▶ **Extract to read**

· · ·

Minimally invasive surgical techniques are aimed at reducing the amount of extraneous tissue that is damaged during diagnostic or surgical procedures, thereby reducing patient recovery time, discomfort, and deleterious side effects. As a consequence, the average length of a hospital stay for standard surgery may be shortened significantly using minimally invasive surgical techniques. Also, patient recovery times, patient discomfort, surgical side effects, and time away from work may also be reduced with minimally invasive surgery.
A common form of minimally invasive surgery is endoscopy, and a common form of endoscopy is laparoscopy, which is minimally invasive inspection and/or surgery inside the abdominal cavity. In standard laparoscopic surgery, a patient's abdomen is insufflated with gas, and cannula sleeves are passed through small (approximately one-half inch or less) incisions to provide entry ports for laparoscopic instruments.
Laparoscopic surgical instruments generally include an endoscope (e.g., laparoscope) for viewing the surgical field and tools for working at the surgical site. The working tools are typically similar to those used in conventional (open) surgery, except that the working end or end effector of each tool is separated from its handle by an extension tube (also known as, e.g., an instrument shaft or a main shaft). The end effector can include, for example, a clamp, grasper, scissor, stapler, cautery tool, linear cutter, or needle holder.

· · ·

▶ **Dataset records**
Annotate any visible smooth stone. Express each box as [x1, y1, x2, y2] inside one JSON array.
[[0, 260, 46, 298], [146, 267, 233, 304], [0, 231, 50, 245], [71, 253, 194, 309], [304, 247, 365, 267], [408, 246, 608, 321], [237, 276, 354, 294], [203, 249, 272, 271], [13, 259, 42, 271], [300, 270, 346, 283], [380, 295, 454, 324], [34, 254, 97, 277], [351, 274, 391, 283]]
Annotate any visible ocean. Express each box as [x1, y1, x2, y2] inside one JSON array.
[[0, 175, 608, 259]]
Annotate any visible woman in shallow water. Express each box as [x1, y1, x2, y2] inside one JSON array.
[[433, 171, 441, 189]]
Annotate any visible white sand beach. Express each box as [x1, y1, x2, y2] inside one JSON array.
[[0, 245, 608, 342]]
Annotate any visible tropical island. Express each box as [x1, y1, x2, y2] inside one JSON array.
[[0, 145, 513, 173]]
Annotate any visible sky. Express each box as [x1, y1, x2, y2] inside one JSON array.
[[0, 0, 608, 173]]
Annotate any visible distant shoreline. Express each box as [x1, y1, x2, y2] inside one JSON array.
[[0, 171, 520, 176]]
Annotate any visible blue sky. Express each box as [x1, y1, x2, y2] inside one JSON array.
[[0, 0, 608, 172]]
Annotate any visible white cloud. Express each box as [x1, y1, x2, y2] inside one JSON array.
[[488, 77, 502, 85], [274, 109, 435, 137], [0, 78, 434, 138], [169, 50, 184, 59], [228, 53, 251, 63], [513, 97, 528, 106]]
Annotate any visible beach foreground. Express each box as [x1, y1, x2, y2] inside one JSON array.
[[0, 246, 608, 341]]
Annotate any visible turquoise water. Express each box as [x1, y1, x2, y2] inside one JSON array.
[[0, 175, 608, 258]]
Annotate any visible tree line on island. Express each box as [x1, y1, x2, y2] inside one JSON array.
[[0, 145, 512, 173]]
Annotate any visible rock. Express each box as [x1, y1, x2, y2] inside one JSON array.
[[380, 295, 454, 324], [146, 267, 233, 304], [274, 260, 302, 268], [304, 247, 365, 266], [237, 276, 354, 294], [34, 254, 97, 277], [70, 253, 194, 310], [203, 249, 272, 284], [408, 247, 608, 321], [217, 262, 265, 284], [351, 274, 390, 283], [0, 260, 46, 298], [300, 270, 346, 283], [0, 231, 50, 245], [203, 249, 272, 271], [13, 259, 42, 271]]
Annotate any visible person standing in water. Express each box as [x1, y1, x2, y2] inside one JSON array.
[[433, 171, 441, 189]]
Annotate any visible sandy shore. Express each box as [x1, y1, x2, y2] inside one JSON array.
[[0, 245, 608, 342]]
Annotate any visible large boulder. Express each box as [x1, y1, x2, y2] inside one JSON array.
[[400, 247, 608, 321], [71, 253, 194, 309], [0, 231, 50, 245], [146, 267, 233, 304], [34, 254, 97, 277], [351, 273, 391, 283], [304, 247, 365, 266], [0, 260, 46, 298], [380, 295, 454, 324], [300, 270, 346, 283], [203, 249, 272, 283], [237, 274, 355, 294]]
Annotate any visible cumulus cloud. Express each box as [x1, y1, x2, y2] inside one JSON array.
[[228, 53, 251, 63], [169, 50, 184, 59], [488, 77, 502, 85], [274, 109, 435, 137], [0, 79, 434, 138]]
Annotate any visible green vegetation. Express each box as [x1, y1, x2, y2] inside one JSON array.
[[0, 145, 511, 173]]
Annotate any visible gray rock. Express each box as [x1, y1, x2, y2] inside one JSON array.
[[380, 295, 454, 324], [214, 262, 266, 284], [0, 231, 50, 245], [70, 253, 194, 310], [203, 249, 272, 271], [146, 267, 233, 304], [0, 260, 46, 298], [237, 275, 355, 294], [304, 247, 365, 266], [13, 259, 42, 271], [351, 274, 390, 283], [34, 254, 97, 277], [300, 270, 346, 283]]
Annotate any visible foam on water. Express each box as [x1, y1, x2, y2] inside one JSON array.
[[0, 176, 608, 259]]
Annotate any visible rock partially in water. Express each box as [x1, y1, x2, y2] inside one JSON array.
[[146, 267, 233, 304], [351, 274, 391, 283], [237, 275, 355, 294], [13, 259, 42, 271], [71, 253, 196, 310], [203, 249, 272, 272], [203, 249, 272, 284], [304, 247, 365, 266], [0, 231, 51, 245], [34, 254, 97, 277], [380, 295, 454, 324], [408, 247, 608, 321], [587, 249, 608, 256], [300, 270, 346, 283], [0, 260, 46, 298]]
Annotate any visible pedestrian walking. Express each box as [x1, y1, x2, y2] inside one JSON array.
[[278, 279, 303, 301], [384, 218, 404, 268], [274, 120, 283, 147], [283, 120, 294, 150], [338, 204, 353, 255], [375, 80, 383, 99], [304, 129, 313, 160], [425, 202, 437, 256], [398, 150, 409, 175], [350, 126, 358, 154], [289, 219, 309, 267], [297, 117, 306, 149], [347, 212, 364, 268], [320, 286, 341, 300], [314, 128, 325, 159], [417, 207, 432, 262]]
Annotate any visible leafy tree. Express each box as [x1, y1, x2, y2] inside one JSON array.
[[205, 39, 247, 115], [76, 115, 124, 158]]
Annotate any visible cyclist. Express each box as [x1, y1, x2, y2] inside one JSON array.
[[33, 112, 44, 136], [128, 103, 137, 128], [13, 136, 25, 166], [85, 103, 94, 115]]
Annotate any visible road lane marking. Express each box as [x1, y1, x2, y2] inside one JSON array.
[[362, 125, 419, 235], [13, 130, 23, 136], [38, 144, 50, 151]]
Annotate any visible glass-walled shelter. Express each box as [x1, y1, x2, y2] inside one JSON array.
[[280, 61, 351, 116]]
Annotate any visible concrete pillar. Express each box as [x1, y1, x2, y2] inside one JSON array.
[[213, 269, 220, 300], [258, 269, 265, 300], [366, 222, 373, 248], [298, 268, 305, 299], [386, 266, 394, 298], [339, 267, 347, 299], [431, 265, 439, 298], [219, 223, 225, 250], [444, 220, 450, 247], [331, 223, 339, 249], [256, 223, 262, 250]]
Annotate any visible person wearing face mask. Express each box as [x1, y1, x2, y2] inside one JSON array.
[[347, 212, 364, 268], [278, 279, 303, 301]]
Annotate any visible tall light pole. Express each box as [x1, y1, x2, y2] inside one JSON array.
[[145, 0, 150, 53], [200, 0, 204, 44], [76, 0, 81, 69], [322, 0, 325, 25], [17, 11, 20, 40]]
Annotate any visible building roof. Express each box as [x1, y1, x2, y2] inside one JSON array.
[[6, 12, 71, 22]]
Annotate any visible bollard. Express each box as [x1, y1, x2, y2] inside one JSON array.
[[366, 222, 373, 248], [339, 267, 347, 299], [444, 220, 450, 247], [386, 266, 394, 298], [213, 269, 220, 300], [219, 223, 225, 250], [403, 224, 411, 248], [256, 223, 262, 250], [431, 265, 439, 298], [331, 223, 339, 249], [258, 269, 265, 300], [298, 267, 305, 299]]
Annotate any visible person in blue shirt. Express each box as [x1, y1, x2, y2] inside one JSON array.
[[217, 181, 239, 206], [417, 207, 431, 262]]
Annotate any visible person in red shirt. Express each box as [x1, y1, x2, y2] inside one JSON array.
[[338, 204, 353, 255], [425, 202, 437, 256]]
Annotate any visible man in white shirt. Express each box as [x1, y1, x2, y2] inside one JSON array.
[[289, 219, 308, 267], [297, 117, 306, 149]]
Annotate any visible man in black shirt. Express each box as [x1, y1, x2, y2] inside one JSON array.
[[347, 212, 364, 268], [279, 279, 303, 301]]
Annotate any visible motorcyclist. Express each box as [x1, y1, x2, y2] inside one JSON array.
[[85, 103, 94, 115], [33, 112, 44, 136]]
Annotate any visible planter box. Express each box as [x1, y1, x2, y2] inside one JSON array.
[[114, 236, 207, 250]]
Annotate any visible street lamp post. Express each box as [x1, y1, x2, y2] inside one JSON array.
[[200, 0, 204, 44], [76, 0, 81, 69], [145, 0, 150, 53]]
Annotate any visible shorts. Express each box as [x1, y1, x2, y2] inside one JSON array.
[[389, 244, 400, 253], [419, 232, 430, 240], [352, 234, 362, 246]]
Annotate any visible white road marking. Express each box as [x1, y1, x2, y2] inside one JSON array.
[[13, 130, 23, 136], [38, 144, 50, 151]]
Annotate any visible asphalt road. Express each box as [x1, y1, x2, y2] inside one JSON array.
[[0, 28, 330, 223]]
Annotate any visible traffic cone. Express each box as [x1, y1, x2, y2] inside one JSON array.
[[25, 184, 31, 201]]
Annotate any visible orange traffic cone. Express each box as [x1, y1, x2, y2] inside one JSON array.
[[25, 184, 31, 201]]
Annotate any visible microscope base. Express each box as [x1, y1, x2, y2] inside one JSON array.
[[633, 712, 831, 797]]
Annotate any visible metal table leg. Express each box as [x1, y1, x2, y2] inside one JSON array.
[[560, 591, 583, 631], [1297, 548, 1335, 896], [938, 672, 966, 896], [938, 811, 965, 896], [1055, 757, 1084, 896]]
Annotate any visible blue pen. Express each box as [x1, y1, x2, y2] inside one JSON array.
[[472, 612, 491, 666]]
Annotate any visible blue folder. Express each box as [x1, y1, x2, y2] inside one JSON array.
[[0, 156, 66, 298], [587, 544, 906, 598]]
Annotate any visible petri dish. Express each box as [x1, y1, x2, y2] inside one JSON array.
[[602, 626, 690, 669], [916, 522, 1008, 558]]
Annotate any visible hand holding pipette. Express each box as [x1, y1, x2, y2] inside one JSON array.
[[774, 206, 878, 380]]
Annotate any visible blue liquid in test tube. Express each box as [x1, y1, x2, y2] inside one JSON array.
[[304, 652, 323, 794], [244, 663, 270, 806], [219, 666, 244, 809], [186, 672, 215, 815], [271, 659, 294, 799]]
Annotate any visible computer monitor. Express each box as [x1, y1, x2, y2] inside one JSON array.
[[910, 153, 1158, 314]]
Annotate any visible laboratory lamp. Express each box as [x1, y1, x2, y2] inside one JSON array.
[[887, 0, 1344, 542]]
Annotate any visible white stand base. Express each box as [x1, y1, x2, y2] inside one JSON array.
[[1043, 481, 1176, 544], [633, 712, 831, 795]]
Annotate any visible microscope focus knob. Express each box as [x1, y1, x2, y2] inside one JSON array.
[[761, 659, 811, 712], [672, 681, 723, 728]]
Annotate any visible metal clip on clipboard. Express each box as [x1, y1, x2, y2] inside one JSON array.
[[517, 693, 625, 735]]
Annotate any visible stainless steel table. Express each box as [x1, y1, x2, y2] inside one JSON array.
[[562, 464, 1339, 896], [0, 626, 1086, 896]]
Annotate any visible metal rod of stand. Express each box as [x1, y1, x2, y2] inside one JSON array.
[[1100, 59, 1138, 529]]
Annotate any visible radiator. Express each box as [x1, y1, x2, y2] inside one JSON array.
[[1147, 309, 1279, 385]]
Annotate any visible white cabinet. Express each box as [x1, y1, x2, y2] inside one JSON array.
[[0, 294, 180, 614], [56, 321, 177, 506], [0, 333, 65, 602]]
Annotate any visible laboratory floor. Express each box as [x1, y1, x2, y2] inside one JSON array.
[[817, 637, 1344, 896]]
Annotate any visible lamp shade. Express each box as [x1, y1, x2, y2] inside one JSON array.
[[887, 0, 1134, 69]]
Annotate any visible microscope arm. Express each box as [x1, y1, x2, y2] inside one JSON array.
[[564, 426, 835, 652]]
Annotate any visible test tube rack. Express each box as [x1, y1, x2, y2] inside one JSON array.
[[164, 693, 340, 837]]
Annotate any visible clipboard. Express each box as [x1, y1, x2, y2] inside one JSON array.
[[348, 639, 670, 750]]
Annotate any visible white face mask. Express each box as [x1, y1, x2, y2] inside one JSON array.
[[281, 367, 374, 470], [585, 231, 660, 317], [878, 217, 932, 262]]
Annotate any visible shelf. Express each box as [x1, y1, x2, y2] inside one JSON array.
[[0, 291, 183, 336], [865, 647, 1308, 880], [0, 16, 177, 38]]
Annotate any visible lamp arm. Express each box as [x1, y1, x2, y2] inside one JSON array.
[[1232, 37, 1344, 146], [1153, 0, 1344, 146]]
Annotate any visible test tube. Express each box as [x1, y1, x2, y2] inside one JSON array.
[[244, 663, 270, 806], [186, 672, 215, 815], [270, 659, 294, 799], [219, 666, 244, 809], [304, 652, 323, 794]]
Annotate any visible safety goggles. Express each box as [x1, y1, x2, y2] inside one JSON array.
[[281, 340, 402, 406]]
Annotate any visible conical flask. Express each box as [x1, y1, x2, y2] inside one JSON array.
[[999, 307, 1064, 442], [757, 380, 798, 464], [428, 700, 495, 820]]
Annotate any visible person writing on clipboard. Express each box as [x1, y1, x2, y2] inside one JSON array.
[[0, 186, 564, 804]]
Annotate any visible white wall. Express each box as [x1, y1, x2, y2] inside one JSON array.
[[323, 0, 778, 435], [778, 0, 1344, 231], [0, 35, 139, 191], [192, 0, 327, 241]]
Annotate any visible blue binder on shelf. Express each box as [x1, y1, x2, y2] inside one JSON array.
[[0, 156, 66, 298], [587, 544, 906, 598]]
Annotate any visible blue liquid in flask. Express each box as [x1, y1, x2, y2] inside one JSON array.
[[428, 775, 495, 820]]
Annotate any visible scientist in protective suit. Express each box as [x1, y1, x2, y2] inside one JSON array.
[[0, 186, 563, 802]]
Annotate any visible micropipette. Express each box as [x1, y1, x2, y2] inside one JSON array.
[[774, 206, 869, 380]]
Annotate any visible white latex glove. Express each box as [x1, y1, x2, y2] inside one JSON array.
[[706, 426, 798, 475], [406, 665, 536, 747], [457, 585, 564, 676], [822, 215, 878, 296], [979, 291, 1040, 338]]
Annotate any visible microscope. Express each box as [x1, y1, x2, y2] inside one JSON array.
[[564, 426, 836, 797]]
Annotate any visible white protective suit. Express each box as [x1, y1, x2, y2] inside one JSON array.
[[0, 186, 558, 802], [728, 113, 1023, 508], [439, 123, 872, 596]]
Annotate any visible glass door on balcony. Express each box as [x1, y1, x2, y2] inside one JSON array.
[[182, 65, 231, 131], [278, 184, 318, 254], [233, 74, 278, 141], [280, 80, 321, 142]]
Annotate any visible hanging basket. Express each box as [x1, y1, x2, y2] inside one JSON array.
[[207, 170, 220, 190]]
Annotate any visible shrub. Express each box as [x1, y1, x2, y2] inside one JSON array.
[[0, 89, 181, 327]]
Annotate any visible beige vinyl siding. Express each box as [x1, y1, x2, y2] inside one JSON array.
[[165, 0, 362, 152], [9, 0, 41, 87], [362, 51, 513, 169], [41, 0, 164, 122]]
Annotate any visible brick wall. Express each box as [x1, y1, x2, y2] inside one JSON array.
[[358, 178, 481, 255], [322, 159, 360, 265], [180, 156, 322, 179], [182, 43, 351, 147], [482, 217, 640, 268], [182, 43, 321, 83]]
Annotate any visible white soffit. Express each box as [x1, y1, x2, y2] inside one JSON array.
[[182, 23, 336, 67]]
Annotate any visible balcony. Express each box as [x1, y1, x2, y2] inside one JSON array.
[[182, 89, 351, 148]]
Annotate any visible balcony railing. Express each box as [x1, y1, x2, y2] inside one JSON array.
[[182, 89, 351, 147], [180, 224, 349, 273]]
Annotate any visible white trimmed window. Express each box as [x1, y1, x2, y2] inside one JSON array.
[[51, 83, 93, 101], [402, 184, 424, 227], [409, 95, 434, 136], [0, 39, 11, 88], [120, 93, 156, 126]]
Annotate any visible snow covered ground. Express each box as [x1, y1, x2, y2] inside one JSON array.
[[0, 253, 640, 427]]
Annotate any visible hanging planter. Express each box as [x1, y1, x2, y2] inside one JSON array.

· · ·

▶ **Work request 1**
From the passage on minimally invasive surgery, extract the words from "Laparoscopic surgical instruments" up to and including "or needle holder.".
▶ **Work request 2**
Answer these questions using the passage on minimally invasive surgery:
(a) Inside which part of the body is laparoscopy performed?
(b) About how large are the incisions the cannula sleeves pass through?
(c) What separates the end effector of a working tool from its handle?
You won't need the entries.

▶ **Problem solution 1**
Laparoscopic surgical instruments generally include an endoscope (e.g., laparoscope) for viewing the surgical field and tools for working at the surgical site. The working tools are typically similar to those used in conventional (open) surgery, except that the working end or end effector of each tool is separated from its handle by an extension tube (also known as, e.g., an instrument shaft or a main shaft). The end effector can include, for example, a clamp, grasper, scissor, stapler, cautery tool, linear cutter, or needle holder.

▶ **Problem solution 2**
(a) Inside the abdominal cavity.
(b) Approximately one-half inch or less.
(c) An extension tube, also known as an instrument shaft or a main shaft.